> **WHAT IS ASKED**
Return every line of the records that includes the word "hooded".

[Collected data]

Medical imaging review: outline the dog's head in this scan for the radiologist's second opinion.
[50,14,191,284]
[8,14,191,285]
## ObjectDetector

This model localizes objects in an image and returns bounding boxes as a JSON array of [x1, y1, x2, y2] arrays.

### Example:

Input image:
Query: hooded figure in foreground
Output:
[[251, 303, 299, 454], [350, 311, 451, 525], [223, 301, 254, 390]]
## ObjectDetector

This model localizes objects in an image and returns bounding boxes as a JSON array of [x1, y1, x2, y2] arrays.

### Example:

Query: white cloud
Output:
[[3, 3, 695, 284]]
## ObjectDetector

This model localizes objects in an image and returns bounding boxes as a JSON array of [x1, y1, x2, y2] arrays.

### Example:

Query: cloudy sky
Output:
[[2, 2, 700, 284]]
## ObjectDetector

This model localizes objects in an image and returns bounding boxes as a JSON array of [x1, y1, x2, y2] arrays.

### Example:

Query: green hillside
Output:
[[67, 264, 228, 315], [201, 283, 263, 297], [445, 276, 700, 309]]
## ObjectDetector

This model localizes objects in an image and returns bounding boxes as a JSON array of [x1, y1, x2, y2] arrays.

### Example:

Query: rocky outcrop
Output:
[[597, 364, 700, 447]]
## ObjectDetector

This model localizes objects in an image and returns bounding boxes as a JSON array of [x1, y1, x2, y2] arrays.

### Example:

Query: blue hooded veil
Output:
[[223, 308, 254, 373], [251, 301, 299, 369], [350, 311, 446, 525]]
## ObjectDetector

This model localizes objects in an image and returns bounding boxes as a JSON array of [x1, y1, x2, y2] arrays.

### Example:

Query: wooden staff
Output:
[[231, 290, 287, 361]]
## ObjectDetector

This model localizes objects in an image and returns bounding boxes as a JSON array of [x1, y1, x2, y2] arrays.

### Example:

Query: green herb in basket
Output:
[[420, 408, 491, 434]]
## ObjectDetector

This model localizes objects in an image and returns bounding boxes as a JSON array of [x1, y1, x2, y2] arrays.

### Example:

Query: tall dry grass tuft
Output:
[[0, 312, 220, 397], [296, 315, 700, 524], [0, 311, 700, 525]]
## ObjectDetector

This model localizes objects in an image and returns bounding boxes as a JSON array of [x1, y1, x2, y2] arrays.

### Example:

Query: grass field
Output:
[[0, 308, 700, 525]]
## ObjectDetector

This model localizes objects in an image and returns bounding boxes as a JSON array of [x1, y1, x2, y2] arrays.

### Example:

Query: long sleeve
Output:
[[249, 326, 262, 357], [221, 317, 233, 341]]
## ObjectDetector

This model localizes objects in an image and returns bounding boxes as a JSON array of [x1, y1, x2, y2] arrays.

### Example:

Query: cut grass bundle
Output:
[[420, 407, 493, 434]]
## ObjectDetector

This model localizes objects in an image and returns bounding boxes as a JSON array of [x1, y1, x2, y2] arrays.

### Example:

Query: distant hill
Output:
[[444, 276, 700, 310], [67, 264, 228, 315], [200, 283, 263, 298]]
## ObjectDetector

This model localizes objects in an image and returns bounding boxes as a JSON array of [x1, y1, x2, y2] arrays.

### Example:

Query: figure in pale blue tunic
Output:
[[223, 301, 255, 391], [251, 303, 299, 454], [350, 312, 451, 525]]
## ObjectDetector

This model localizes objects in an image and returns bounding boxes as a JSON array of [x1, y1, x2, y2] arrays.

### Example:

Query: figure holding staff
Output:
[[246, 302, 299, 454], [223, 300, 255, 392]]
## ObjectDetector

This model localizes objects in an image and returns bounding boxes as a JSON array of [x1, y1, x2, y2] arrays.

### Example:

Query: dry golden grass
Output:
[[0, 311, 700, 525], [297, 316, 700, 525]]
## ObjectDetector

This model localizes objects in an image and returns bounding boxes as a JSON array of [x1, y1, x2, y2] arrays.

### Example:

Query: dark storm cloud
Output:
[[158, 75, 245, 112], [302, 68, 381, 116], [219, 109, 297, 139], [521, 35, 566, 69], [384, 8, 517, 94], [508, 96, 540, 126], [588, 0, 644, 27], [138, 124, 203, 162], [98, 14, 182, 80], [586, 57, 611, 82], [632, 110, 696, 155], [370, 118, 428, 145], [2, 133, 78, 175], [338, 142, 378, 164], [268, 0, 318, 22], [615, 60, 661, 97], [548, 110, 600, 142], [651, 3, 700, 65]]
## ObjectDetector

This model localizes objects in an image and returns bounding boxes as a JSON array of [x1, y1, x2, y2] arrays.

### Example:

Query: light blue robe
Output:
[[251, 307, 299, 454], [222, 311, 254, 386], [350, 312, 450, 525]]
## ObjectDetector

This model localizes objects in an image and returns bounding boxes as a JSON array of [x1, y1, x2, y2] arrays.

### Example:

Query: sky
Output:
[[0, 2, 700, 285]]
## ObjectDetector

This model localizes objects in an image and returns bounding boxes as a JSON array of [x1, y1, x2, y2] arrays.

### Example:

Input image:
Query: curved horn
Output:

> **EXERCISE SOLUTION**
Query: hooded figure in foreground
Query: blue hooded veil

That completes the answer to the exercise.